Die Reaktion kam reflexartig. Kaum waren am 12.Februar, dem venezolanischen Tag der Jugend, protestierende Studenten verprügelt, beschossen und gar ermordet worden, da publizierte das Außenministerium Argentiniens ein Statement: „Vornehmlichste Pflicht aller Demokratien der Region“, hieß es darin, sei es, eine „aktive Solidarität und gemeinsame Verteidigungsstrategie gegenüber dem Handeln von autoritären Gruppen zu entwerfen“.

Aber der argentinische Außenamtschef Héctor Timerman solidarisierte sich damit nicht mit den jungen Leuten: Er verteidigte die Regierung von Venezuelas Präsident Nicolás Maduro.

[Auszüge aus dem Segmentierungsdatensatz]
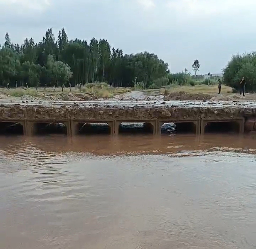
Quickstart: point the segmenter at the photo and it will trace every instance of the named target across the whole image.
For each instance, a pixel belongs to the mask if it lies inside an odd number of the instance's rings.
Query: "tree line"
[[[107,40],[95,38],[89,42],[69,40],[62,28],[56,40],[48,29],[41,41],[26,38],[13,44],[8,33],[0,47],[0,85],[74,86],[97,81],[114,86],[146,87],[168,79],[168,64],[147,52],[124,55]],[[167,84],[168,82],[166,83]]]
[[[244,77],[247,91],[256,91],[256,51],[233,55],[223,70],[225,83],[238,90],[239,82]]]

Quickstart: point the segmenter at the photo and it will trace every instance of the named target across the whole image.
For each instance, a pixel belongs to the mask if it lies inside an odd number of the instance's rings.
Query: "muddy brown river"
[[[0,138],[1,249],[256,248],[256,135]]]

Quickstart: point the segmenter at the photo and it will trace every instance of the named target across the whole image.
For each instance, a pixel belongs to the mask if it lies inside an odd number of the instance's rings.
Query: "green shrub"
[[[244,77],[247,90],[256,91],[256,52],[233,56],[223,72],[223,81],[227,85],[238,90]]]
[[[150,89],[156,89],[160,88],[159,87],[157,86],[156,84],[154,83],[150,85],[148,88]]]

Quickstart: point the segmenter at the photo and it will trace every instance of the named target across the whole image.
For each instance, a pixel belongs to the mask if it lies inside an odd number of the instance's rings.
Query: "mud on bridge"
[[[83,131],[93,133],[92,125],[97,124],[107,133],[117,135],[122,124],[135,123],[143,123],[144,130],[155,135],[161,134],[163,126],[169,123],[175,124],[177,131],[197,134],[256,131],[256,103],[115,101],[0,104],[2,134],[31,136],[56,130],[71,136]]]

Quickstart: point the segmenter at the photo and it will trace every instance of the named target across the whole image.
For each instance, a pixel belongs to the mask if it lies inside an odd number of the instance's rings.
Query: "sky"
[[[108,40],[125,53],[157,55],[175,72],[221,73],[233,55],[256,49],[255,0],[0,0],[0,44],[41,40],[52,28],[69,39]]]

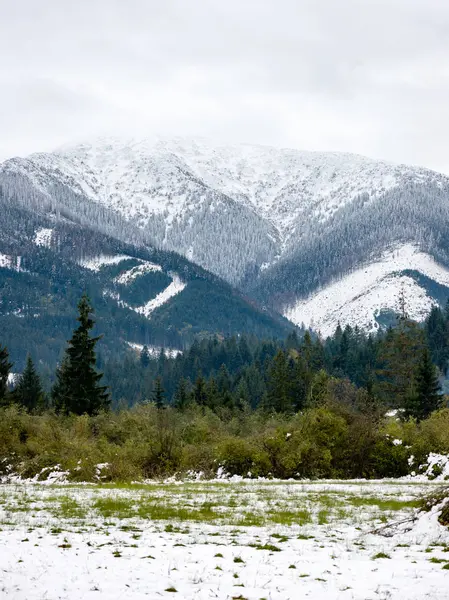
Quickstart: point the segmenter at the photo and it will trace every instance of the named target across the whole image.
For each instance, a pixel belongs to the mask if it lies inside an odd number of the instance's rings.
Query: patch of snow
[[[398,310],[398,298],[403,291],[407,312],[412,319],[422,321],[434,300],[416,281],[401,271],[417,270],[433,281],[449,286],[449,270],[439,265],[431,256],[411,244],[404,244],[383,253],[382,257],[331,282],[309,298],[299,300],[284,310],[284,316],[293,323],[304,323],[323,336],[332,335],[338,323],[358,325],[374,332],[375,317],[382,309]]]
[[[16,261],[12,256],[8,256],[7,254],[0,254],[0,268],[3,269],[15,269]]]
[[[355,498],[416,500],[432,485],[236,480],[224,486],[223,480],[199,480],[193,496],[191,484],[185,482],[179,482],[176,494],[172,486],[156,482],[144,489],[5,485],[2,491],[8,503],[0,506],[2,594],[33,600],[95,596],[104,600],[169,596],[447,600],[447,571],[442,567],[449,559],[444,552],[449,530],[438,523],[439,507],[420,514],[409,508],[394,516],[389,513],[398,521],[414,516],[414,522],[398,526],[392,537],[386,537],[375,532],[376,526],[383,525],[385,511],[376,512],[370,503],[354,507],[351,502]],[[239,504],[228,506],[236,494],[245,500],[244,509]],[[321,496],[343,503],[340,512],[345,516],[335,518]],[[76,527],[62,515],[61,502],[67,497],[85,513],[77,517]],[[154,521],[137,514],[105,521],[93,508],[100,499],[122,502],[131,512],[132,507],[150,501],[188,513],[212,501],[214,510],[223,506],[226,515],[240,522],[236,527],[182,518]],[[15,505],[21,510],[7,512]],[[244,524],[245,516],[275,512],[278,506],[292,512],[304,507],[312,522]],[[326,524],[318,518],[323,508],[330,519]],[[139,531],[137,543],[135,531]]]
[[[170,285],[166,287],[165,290],[163,290],[160,294],[158,294],[156,298],[153,298],[143,306],[133,308],[135,312],[149,318],[151,313],[156,310],[156,308],[159,308],[185,289],[187,284],[181,280],[179,275],[176,273],[169,273],[169,275],[172,278]]]
[[[129,271],[125,271],[125,273],[121,273],[118,277],[114,279],[114,283],[119,283],[121,285],[129,285],[138,277],[145,275],[146,273],[162,271],[162,267],[160,265],[156,265],[154,263],[145,261],[136,267],[133,267]]]
[[[144,345],[136,344],[135,342],[126,342],[130,348],[136,350],[136,352],[142,352]],[[164,351],[164,354],[167,358],[176,358],[179,354],[182,354],[182,350],[178,350],[177,348],[162,348],[162,346],[148,346],[148,354],[151,358],[157,358],[161,354],[161,350]]]
[[[36,246],[44,246],[45,248],[51,247],[51,241],[53,238],[53,229],[42,227],[38,229],[34,236],[34,243]]]
[[[86,258],[79,262],[81,267],[85,269],[89,269],[90,271],[100,271],[103,267],[108,265],[118,265],[124,260],[133,259],[132,256],[128,256],[126,254],[118,254],[116,256],[95,256],[93,258]]]

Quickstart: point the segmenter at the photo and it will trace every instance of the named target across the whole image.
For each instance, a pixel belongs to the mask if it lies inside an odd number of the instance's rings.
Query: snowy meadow
[[[449,598],[435,482],[0,487],[2,597]],[[394,523],[394,526],[391,524]]]

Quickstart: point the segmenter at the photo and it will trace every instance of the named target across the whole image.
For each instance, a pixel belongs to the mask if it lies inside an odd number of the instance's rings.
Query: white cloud
[[[0,158],[99,133],[344,150],[449,172],[443,0],[17,0]]]

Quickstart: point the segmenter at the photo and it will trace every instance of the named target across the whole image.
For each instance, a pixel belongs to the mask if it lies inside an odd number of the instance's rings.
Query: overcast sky
[[[0,0],[0,159],[100,134],[449,173],[448,0]]]

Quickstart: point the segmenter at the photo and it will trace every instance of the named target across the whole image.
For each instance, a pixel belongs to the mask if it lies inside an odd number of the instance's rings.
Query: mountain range
[[[103,301],[144,329],[168,307],[199,301],[183,269],[208,293],[218,286],[220,302],[242,303],[232,327],[203,324],[193,308],[195,324],[167,316],[158,343],[167,331],[178,345],[192,332],[260,333],[260,319],[272,335],[302,323],[323,335],[338,322],[373,331],[391,320],[401,292],[417,319],[449,296],[449,177],[420,167],[203,139],[102,138],[5,161],[0,190],[20,213],[9,233],[2,227],[1,272],[18,256],[36,272],[19,254],[26,230],[27,251],[101,279]]]

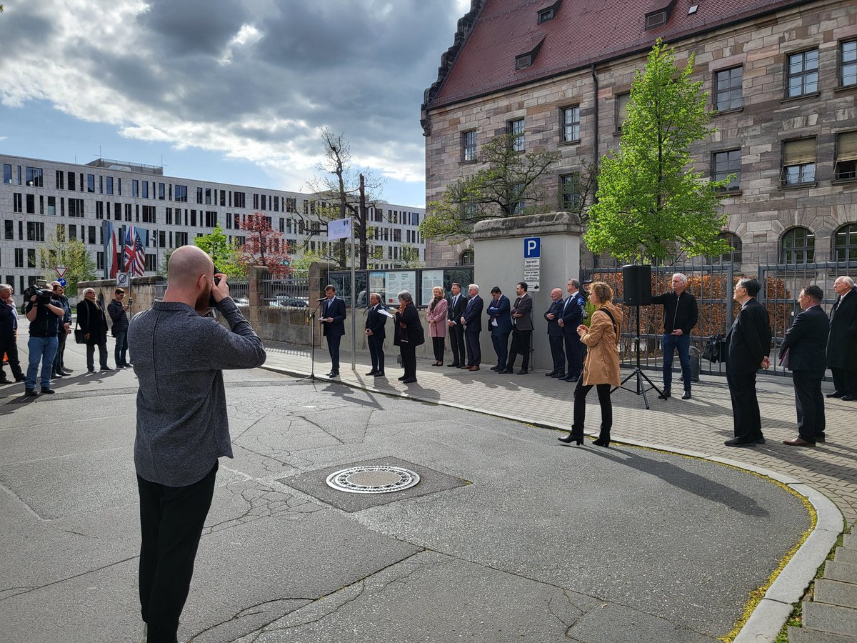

*Arbeitsauftrag*: Gib aus dem Auszug über Argentiniens Reaktion auf die Proteste in Venezuela alles von „Die Reaktion kam“ bis hinunter zu „Präsident Nicolás Maduro.“ wortgetreu aus. Die Einträge spielen dabei keine Rolle.

*Antwort unten*:
Die Reaktion kam reflexartig. Kaum waren am 12.Februar, dem venezolanischen Tag der Jugend, protestierende Studenten verprügelt, beschossen und gar ermordet worden, da publizierte das Außenministerium Argentiniens ein Statement: „Vornehmlichste Pflicht aller Demokratien der Region“, hieß es darin, sei es, eine „aktive Solidarität und gemeinsame Verteidigungsstrategie gegenüber dem Handeln von autoritären Gruppen zu entwerfen“.

Aber der argentinische Außenamtschef Héctor Timerman solidarisierte sich damit nicht mit den jungen Leuten: Er verteidigte die Regierung von Venezuelas Präsident Nicolás Maduro.